═══ Given information

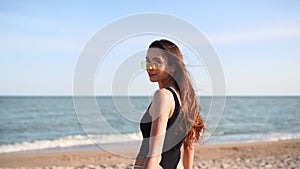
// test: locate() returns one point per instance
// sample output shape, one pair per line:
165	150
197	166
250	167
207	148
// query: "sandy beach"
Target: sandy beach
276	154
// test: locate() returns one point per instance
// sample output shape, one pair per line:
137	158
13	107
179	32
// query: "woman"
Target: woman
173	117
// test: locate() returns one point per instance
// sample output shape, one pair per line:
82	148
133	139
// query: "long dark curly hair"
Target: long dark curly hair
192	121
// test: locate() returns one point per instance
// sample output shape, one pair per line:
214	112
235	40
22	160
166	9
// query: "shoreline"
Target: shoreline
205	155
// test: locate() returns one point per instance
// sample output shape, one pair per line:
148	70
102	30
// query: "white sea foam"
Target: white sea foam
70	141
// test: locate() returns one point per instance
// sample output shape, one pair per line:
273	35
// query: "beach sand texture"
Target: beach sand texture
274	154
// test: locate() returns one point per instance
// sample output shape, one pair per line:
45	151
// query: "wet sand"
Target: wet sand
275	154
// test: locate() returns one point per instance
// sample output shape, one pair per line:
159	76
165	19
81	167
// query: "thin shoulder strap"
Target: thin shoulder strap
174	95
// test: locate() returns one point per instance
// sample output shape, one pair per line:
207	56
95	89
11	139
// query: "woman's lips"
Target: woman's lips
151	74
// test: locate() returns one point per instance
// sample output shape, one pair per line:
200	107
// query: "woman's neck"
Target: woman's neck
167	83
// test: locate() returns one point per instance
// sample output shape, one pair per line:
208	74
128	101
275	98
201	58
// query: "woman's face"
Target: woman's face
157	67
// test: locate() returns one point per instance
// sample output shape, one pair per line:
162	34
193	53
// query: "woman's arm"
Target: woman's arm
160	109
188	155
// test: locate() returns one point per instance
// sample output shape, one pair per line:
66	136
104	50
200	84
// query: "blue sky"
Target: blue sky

══════

Task prompt – All of the records need repeating exactly, except for the pictures.

Written answer –
// test: locate() returns one point per instance
// sample output shape, one pair per line:
165	150
197	166
250	167
207	148
// query: "sandy beach"
Target: sandy beach
276	154
// test: locate() returns one point per instance
// sample output shape, one pair per line:
137	158
13	107
179	32
// query: "woman"
Target: woman
173	117
// test: locate() returns one point per instance
// sample output shape, one pair per line:
82	148
133	139
// query: "long dark curly hair"
Target: long dark curly hair
192	121
// test: locate() returns one point per instance
// sample output shape, one pair per line:
214	112
235	40
22	160
166	9
// query: "shoreline"
Target: shoreline
205	155
// test: locate() returns one point per instance
// sample output shape, one pair per line:
148	70
102	30
// query: "white sea foam"
Target: white sea foam
70	141
// test: locate() returns one point per instance
// sample output shape, one pair per line:
273	35
// query: "beach sand texture"
Target: beach sand texture
274	154
// test: locate() returns one point per instance
// sample output shape, one pair per line:
45	151
// query: "wet sand"
Target: wet sand
275	154
// test: locate() returns one point per instance
// sample output shape, one pair per line:
159	76
165	19
81	167
// query: "thin shoulder strap"
Target: thin shoulder strap
174	95
// test: locate() returns one point per instance
// sample output shape, one pair per line:
207	56
95	89
11	139
// query: "woman's lips"
Target: woman's lips
151	74
// test: locate() returns one point per instance
// sample output shape, one pair per line:
200	107
// query: "woman's neck"
Target: woman's neck
167	83
// test: locate() returns one point per instance
// sample output shape, one pair per line:
208	74
128	101
275	98
201	58
// query: "woman's face"
Target: woman's face
157	67
// test: locate() returns one point per instance
// sample output shape, one pair per line:
162	34
193	53
// query: "woman's arm"
Target: woman's arm
160	109
188	155
// test: locate() returns one point per instance
// sample output shape, one pair per line:
66	136
104	50
200	84
// query: "blue sky"
Target: blue sky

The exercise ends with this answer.